The romaunt of the Rose

From Rose to Joséphine

Marie-Josèphe Rose Tascher de La Pagerie was born in Martinique on 23 June 1763 into a Creole family of white French settlers, owners of a sugar cane plantation in which more than one hundred and fifty African slaves worked. She was baptised Rose, in honour of Saint Rose of Lima, the patron saint of Latin America. At home they called her Yeyette.
In Paris, to where Rose, aged only sixteen and freshly married, moved with her husband, the Viscount Alexandre de Beauharnais, she soon had everyone falling at her feet on account of her special charm, so well described by one of her contemporaries: “There is a voluptuousness and an indefinable grace in her gaze that caresses, reaches the soul, and speaks above all to the senses. Her figure is that of a nymph; her whole person bears the imprint of vivacity, of softness, of abandon, that only Creole women know how to combine in their gait, mannerisms, tone of voice, even in their silence.”
Her rise in society was as fast as her life was short. In rapid succession she became a mother to Eugene and Hortense, spent some time in a convent where she resolved to separate from her husband and get custody of the children, returned to Martinique, then left again when word of the French Revolution reached the island. On her return to Paris she was imprisoned and became a widow when Beauharnais was guillotined on 23 July 1794. She then met a young and ambitious general, Napoleon Bonaparte, who fell in love with her, enchanted by her worldly charm. They got married in the evening of 9 March 1796, in Paris. No relatives attended the ceremony, only Barras, the powerful head of the Directory and previously her lover, and some other institutional figures. Two days later the general left for Nice, where he took over command of the Army of Italy. The bride and groom both lied about their age, claiming to be 28 years old: he was 27, she was 33. Napoleon’s wedding gift was a ring with a small inscription: “To destiny”.
Eight years later, in 1804, she was crowned Empress of the French in Notre-Dame cathedral. She has gone down in history as Josephine, as Napoleon rechristened her before their wedding. And that is what she is called from this point on in our story.

The story starts on 21 April 1799, the day when Josephine went to sign the deed of purchase for a small, run-down château surrounded by an overgrown park. It was located just eight kilometres from Paris, in Rueil, a small town in the Île-de-France, and called Malmaison, Mala-mansio, because in the 9th century it was a hideaway for the pirates who ravaged the region, plundering and sowing terror. Unconcerned by this inauspicious omen, Josephine and Napoleon set about turning it into a peaceful country retreat where he could forget his political and military responsibilities and she could get away from the frantic, suffocating turmoil of life at court.

....

AIM 1 => In the text passage, on what date did Josephine sign the deed of purchase for Malmaison?
AIM 2 => Scale the rows from the line containing "Detection task — does any mountain" through the end of the rows, writing those lines out again with the requests included. Multiply every bounding box coordinate in the answers by 1.6 and round to whole numbers, with halves rounded up. Give only these lines and leave the pictures out.

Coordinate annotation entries
....

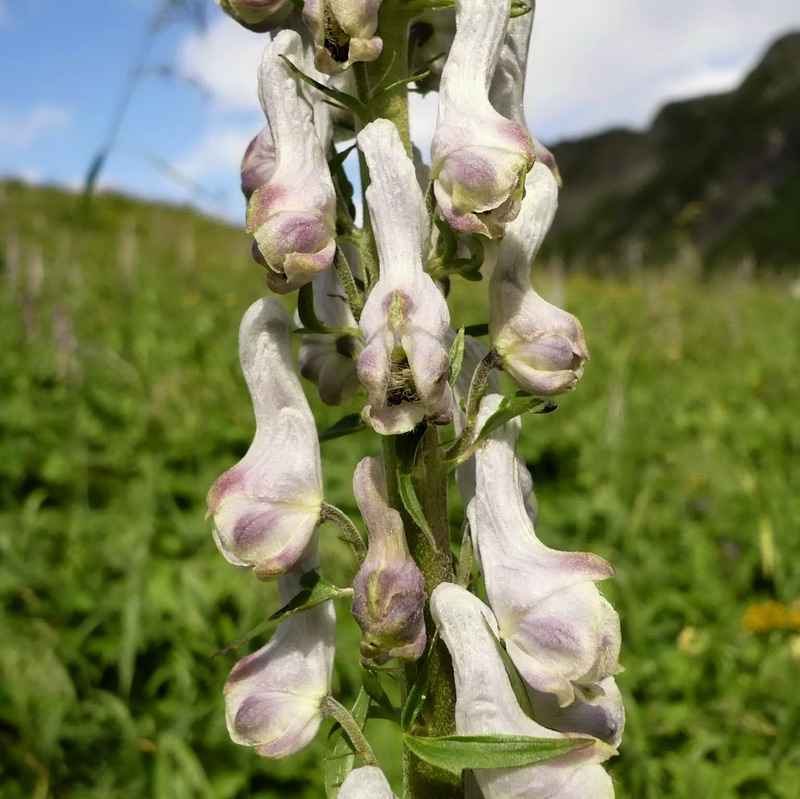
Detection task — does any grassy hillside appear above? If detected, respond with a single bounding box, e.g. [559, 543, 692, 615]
[0, 185, 800, 799]
[547, 33, 800, 269]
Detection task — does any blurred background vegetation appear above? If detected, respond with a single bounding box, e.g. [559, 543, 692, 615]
[0, 28, 800, 799]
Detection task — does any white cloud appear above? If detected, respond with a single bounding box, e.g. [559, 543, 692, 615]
[528, 0, 800, 141]
[0, 103, 72, 150]
[177, 17, 268, 111]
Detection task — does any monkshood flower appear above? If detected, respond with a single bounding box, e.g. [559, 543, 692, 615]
[339, 766, 394, 799]
[224, 555, 336, 758]
[431, 0, 534, 238]
[358, 119, 452, 435]
[208, 298, 322, 580]
[431, 583, 615, 799]
[353, 458, 426, 660]
[217, 0, 294, 33]
[247, 30, 336, 294]
[303, 0, 383, 75]
[528, 677, 625, 747]
[489, 164, 589, 396]
[299, 269, 363, 405]
[467, 394, 620, 707]
[241, 125, 277, 200]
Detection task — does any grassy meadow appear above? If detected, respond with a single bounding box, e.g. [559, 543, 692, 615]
[0, 184, 800, 799]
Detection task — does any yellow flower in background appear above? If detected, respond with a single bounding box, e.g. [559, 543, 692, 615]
[742, 599, 800, 633]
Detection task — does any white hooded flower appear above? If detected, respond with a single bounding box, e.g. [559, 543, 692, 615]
[224, 559, 336, 758]
[431, 583, 615, 799]
[431, 0, 534, 238]
[208, 298, 322, 580]
[299, 269, 364, 405]
[358, 119, 452, 435]
[467, 395, 620, 707]
[489, 164, 589, 396]
[247, 30, 336, 294]
[303, 0, 383, 75]
[339, 766, 394, 799]
[528, 677, 625, 747]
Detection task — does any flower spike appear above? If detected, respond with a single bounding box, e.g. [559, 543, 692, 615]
[431, 0, 534, 239]
[467, 394, 620, 707]
[431, 583, 615, 799]
[208, 298, 322, 580]
[353, 458, 426, 660]
[224, 556, 336, 758]
[489, 164, 589, 396]
[247, 30, 336, 294]
[358, 119, 452, 435]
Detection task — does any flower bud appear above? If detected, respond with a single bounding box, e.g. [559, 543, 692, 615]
[303, 0, 383, 75]
[353, 458, 425, 660]
[489, 164, 589, 396]
[467, 394, 620, 707]
[528, 677, 625, 747]
[431, 0, 534, 238]
[241, 125, 276, 200]
[358, 119, 452, 435]
[299, 262, 364, 405]
[339, 766, 394, 799]
[431, 583, 615, 799]
[217, 0, 293, 33]
[247, 30, 336, 294]
[208, 298, 322, 580]
[224, 560, 336, 758]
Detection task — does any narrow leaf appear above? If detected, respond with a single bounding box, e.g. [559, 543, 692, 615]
[213, 571, 353, 657]
[323, 688, 369, 799]
[403, 733, 596, 774]
[447, 327, 464, 386]
[319, 413, 367, 442]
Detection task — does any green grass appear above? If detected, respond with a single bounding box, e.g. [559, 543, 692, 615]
[0, 185, 800, 799]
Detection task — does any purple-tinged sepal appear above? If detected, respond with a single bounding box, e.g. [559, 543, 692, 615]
[358, 119, 452, 435]
[489, 163, 589, 396]
[303, 0, 383, 75]
[467, 394, 621, 707]
[431, 583, 616, 799]
[431, 0, 534, 238]
[208, 298, 322, 580]
[247, 30, 336, 294]
[224, 558, 336, 758]
[353, 458, 425, 660]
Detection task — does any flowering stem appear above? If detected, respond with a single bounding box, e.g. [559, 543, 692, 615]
[322, 696, 378, 766]
[319, 502, 367, 563]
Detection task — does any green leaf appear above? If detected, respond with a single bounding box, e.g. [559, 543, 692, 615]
[447, 327, 464, 386]
[213, 571, 353, 657]
[323, 688, 370, 799]
[281, 55, 366, 118]
[319, 413, 367, 442]
[403, 733, 595, 774]
[483, 618, 533, 719]
[472, 394, 558, 448]
[361, 666, 400, 722]
[297, 283, 325, 333]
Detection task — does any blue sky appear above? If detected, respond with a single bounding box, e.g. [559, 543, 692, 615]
[0, 0, 800, 219]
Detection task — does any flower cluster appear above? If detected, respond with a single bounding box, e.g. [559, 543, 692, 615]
[208, 0, 625, 799]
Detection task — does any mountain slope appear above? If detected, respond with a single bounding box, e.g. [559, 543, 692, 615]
[547, 33, 800, 267]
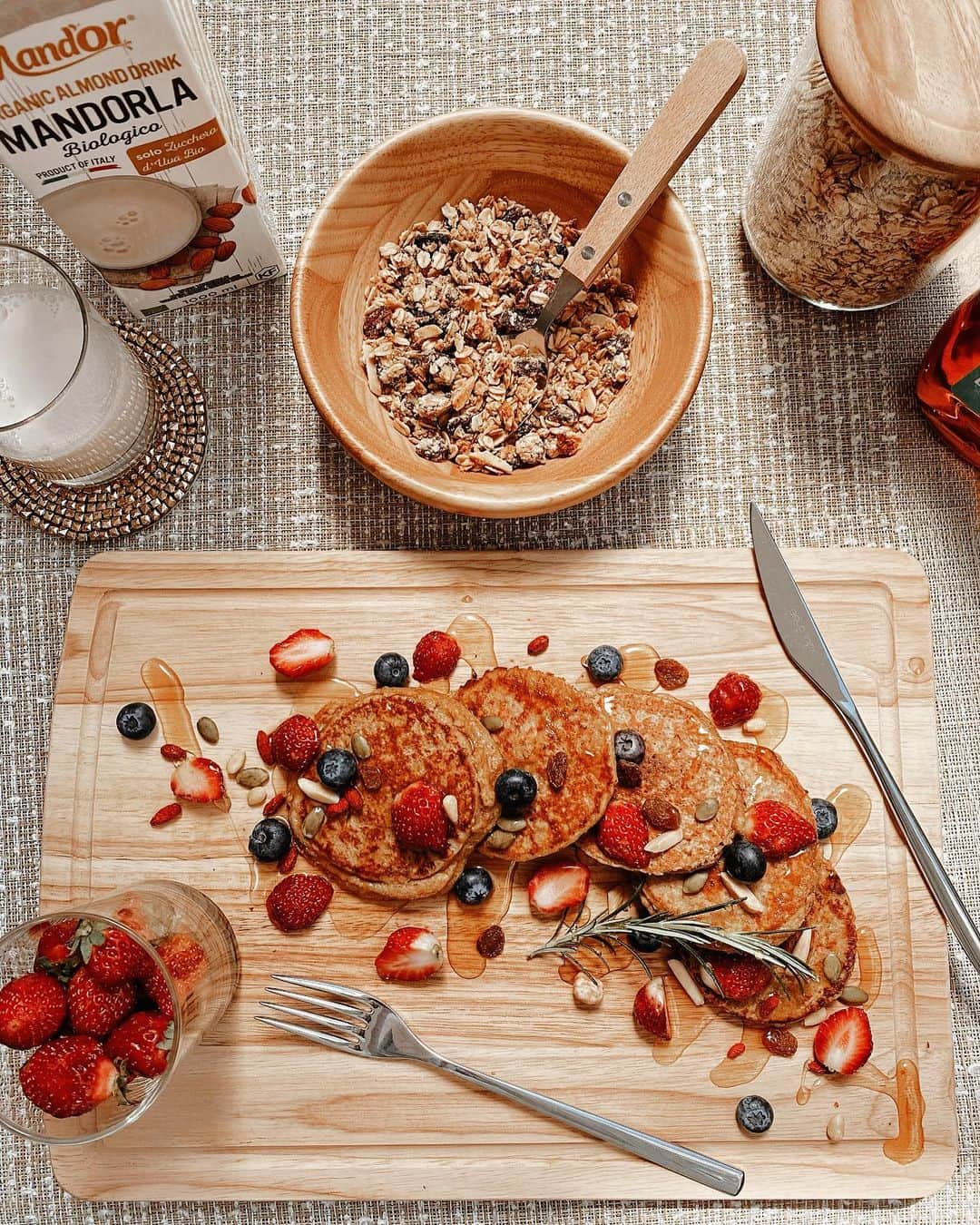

....

WRITTEN RESPONSE 1 => 21 April 1799

WRITTEN RESPONSE 2 =>
Detection task — does any mountain slope appear above? If detected, respond with a single bounding box, e.g. [559, 543, 692, 615]
[875, 53, 1280, 427]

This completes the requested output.